- **WORK TASK**:
Return the lines below exactly, starting with the line that contains "[point] every instance of the bush" and stopping after the last line.

Start of Block

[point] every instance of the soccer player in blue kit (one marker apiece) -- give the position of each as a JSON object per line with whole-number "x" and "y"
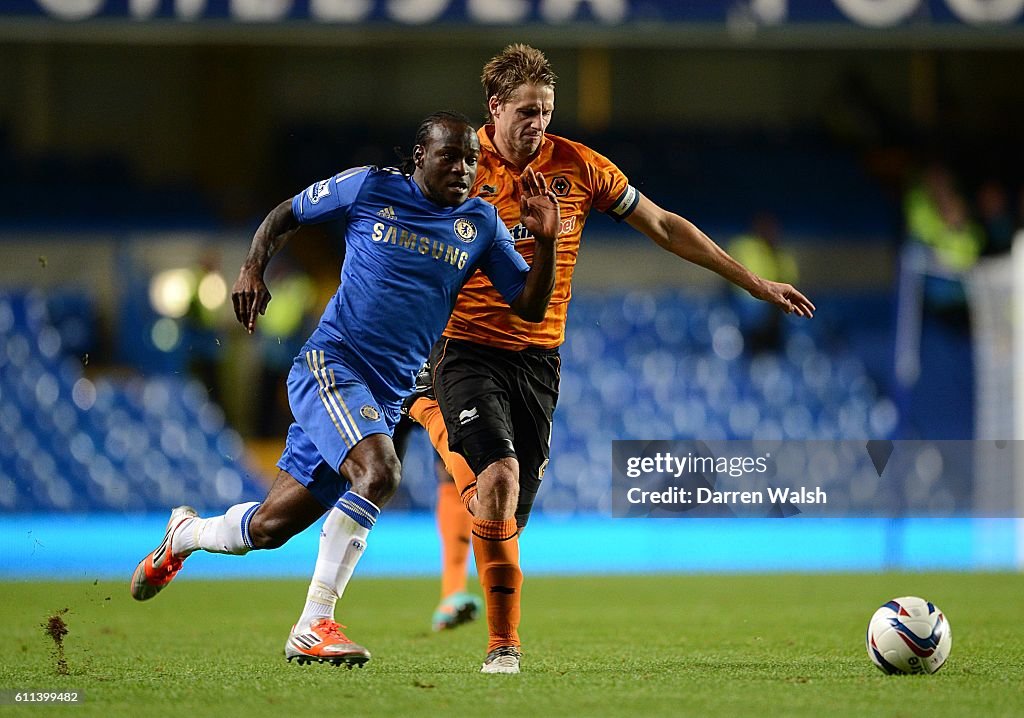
{"x": 413, "y": 239}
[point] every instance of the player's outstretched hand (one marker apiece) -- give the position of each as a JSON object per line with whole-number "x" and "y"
{"x": 250, "y": 297}
{"x": 785, "y": 297}
{"x": 538, "y": 206}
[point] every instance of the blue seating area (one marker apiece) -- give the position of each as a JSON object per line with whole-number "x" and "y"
{"x": 635, "y": 366}
{"x": 73, "y": 444}
{"x": 668, "y": 365}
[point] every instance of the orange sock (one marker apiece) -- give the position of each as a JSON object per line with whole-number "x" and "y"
{"x": 428, "y": 415}
{"x": 496, "y": 545}
{"x": 454, "y": 524}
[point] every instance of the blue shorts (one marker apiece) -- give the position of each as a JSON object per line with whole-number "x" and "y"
{"x": 334, "y": 410}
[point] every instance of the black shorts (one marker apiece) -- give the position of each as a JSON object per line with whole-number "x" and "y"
{"x": 499, "y": 404}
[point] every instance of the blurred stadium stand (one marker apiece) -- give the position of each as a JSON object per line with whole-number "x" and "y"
{"x": 69, "y": 444}
{"x": 638, "y": 366}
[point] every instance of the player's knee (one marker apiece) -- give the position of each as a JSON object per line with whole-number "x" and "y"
{"x": 269, "y": 532}
{"x": 381, "y": 481}
{"x": 498, "y": 487}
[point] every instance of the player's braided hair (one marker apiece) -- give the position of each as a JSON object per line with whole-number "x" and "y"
{"x": 408, "y": 165}
{"x": 515, "y": 66}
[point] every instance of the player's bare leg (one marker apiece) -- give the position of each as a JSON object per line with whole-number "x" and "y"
{"x": 373, "y": 469}
{"x": 495, "y": 537}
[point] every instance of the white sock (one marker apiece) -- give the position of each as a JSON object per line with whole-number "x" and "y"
{"x": 343, "y": 539}
{"x": 226, "y": 534}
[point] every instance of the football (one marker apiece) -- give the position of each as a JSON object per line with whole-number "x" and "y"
{"x": 908, "y": 635}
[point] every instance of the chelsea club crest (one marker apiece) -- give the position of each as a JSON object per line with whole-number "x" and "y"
{"x": 465, "y": 229}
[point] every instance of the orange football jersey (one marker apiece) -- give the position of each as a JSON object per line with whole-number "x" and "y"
{"x": 583, "y": 180}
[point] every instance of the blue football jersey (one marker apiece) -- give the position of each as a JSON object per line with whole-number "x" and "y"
{"x": 406, "y": 259}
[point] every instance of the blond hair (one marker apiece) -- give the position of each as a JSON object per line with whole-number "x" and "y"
{"x": 515, "y": 66}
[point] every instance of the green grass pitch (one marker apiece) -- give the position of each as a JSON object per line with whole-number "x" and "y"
{"x": 660, "y": 645}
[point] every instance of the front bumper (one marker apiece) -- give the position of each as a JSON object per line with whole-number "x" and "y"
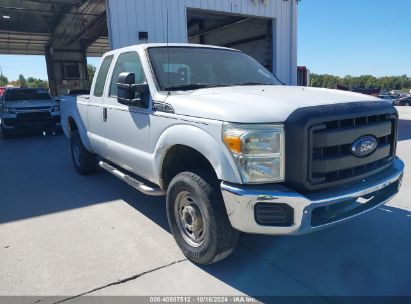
{"x": 16, "y": 122}
{"x": 314, "y": 211}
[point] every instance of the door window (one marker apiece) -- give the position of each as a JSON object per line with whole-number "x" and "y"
{"x": 102, "y": 76}
{"x": 130, "y": 63}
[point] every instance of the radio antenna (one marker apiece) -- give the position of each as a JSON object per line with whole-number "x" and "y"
{"x": 168, "y": 50}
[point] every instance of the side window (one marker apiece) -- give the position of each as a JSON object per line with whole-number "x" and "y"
{"x": 127, "y": 62}
{"x": 102, "y": 76}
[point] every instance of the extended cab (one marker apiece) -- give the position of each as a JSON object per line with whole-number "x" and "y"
{"x": 28, "y": 109}
{"x": 230, "y": 146}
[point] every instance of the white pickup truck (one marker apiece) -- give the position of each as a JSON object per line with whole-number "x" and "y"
{"x": 230, "y": 146}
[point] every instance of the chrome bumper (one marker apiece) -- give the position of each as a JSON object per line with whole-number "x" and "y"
{"x": 363, "y": 196}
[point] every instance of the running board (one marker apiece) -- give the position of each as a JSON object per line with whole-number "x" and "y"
{"x": 132, "y": 181}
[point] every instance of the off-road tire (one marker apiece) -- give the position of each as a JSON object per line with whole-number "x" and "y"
{"x": 220, "y": 239}
{"x": 84, "y": 161}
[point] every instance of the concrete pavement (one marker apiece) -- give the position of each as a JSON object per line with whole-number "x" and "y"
{"x": 66, "y": 235}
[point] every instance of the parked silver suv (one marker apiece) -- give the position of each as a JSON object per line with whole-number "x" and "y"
{"x": 24, "y": 109}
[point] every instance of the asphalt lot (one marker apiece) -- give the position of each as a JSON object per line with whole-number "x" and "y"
{"x": 62, "y": 234}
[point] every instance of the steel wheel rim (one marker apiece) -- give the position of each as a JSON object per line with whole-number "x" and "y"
{"x": 190, "y": 221}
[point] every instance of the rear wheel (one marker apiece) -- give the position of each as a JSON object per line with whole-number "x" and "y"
{"x": 84, "y": 161}
{"x": 198, "y": 218}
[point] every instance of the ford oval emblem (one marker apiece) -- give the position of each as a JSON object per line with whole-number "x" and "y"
{"x": 364, "y": 146}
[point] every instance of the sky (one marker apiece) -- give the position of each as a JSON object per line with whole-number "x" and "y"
{"x": 338, "y": 37}
{"x": 355, "y": 37}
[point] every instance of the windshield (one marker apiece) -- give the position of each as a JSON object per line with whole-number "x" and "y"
{"x": 189, "y": 68}
{"x": 21, "y": 95}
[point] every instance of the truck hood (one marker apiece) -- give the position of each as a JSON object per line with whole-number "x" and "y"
{"x": 256, "y": 104}
{"x": 29, "y": 104}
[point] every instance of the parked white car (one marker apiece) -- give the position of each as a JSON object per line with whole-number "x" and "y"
{"x": 28, "y": 109}
{"x": 231, "y": 148}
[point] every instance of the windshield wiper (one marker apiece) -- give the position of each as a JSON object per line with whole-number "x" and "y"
{"x": 193, "y": 86}
{"x": 252, "y": 83}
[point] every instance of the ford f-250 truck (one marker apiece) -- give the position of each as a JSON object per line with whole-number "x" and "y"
{"x": 230, "y": 146}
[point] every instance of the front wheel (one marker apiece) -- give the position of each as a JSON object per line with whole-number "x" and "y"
{"x": 84, "y": 161}
{"x": 6, "y": 133}
{"x": 198, "y": 218}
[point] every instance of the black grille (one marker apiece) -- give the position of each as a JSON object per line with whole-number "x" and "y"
{"x": 331, "y": 157}
{"x": 319, "y": 141}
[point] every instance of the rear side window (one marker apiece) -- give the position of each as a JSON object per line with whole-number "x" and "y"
{"x": 102, "y": 76}
{"x": 127, "y": 62}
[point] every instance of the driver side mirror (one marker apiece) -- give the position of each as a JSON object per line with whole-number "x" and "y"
{"x": 131, "y": 94}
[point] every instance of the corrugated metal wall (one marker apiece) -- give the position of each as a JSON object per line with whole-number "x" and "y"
{"x": 126, "y": 18}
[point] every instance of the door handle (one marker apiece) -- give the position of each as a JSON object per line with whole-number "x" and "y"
{"x": 104, "y": 114}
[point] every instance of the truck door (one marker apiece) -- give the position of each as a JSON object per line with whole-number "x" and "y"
{"x": 128, "y": 129}
{"x": 97, "y": 110}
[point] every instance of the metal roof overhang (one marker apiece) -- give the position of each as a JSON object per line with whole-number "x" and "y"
{"x": 29, "y": 27}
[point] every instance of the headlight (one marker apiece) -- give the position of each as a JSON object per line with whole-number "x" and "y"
{"x": 258, "y": 151}
{"x": 8, "y": 110}
{"x": 55, "y": 108}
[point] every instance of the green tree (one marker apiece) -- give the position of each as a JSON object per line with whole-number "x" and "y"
{"x": 91, "y": 70}
{"x": 37, "y": 83}
{"x": 3, "y": 80}
{"x": 22, "y": 81}
{"x": 402, "y": 82}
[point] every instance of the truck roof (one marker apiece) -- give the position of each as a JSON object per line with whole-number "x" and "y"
{"x": 152, "y": 45}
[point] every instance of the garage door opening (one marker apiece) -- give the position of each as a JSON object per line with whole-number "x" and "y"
{"x": 252, "y": 35}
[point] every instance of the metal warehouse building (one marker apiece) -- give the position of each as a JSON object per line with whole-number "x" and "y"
{"x": 68, "y": 31}
{"x": 265, "y": 29}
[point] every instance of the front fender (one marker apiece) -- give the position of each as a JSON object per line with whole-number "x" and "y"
{"x": 197, "y": 138}
{"x": 71, "y": 111}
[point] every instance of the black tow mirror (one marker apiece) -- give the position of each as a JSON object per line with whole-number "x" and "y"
{"x": 131, "y": 94}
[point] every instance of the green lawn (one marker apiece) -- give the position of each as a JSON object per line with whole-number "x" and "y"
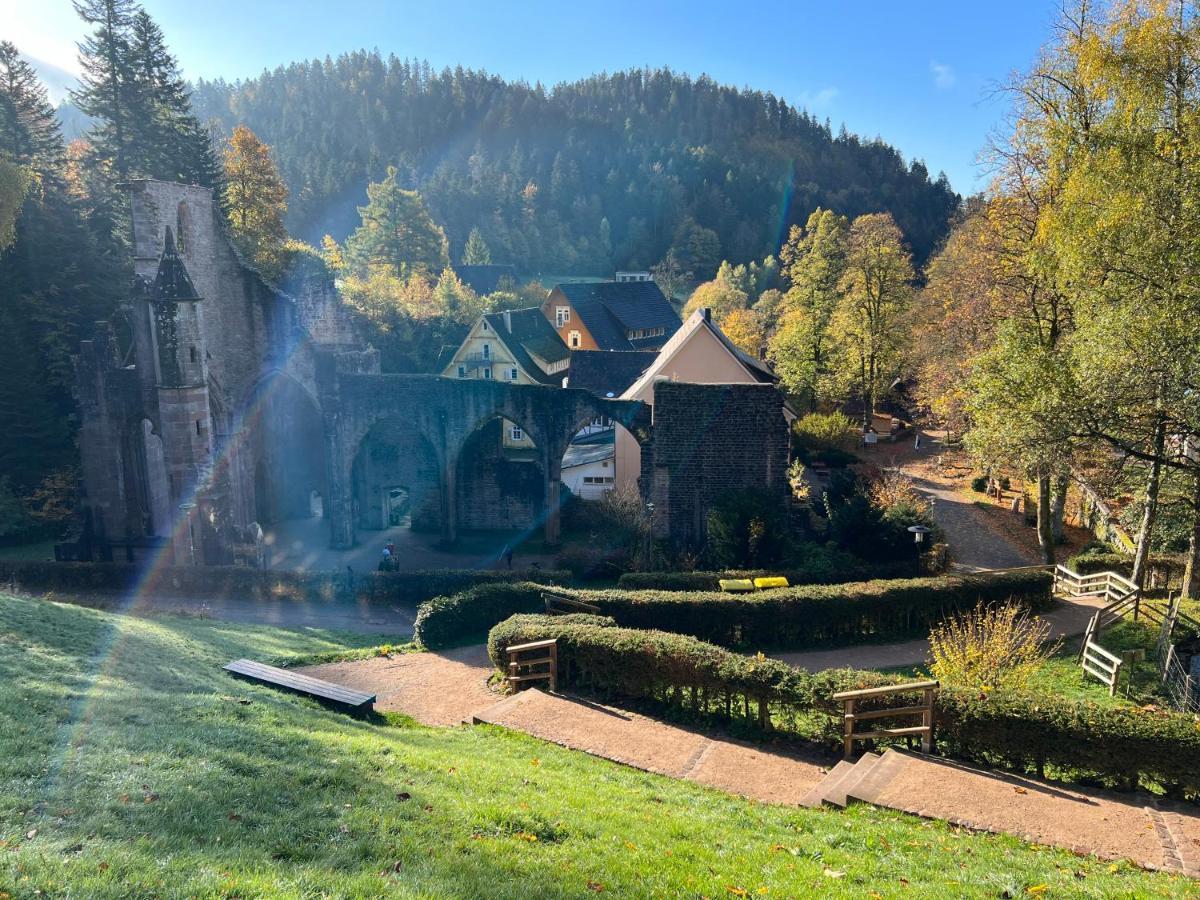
{"x": 131, "y": 766}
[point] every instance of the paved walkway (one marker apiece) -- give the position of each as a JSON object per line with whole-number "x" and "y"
{"x": 450, "y": 688}
{"x": 1068, "y": 618}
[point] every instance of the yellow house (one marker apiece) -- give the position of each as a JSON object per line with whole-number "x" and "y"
{"x": 515, "y": 346}
{"x": 699, "y": 353}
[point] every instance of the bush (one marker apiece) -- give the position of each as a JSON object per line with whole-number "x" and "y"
{"x": 1020, "y": 731}
{"x": 787, "y": 617}
{"x": 748, "y": 528}
{"x": 827, "y": 567}
{"x": 826, "y": 431}
{"x": 989, "y": 648}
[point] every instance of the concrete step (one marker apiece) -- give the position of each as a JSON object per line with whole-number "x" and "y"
{"x": 837, "y": 795}
{"x": 816, "y": 796}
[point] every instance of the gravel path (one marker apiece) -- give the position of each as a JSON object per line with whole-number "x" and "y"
{"x": 433, "y": 688}
{"x": 975, "y": 544}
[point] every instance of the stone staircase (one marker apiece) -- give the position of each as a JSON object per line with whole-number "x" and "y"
{"x": 863, "y": 780}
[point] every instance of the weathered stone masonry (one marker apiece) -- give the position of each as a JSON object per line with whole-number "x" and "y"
{"x": 221, "y": 405}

End of Block

- **SOLVED EXERCISE**:
[point] every instance of the bush (one marker apiece) -- give the position of each as a JSON object per line with whole-number "x" and "y"
{"x": 1020, "y": 731}
{"x": 787, "y": 617}
{"x": 748, "y": 528}
{"x": 827, "y": 567}
{"x": 826, "y": 431}
{"x": 989, "y": 648}
[point] every instance of the concrete step (one marker apiece) -- give the position of each as a JSON object per line with whole-number "x" and "y"
{"x": 837, "y": 795}
{"x": 816, "y": 796}
[point] every instance of the gravel path (one marker apiece) -- give the position of each as a JSON object per line with whole-number "x" and "y"
{"x": 433, "y": 688}
{"x": 975, "y": 544}
[point] every instance of the stone staircase (one marker apiece) -- give the position of each as a JSON object per line with whole-number "x" and "y"
{"x": 863, "y": 780}
[point] every instance of the weathered stone masonry (one marker apiece) -- give the position of each as a JSON object per line with whole-number "x" and "y"
{"x": 221, "y": 405}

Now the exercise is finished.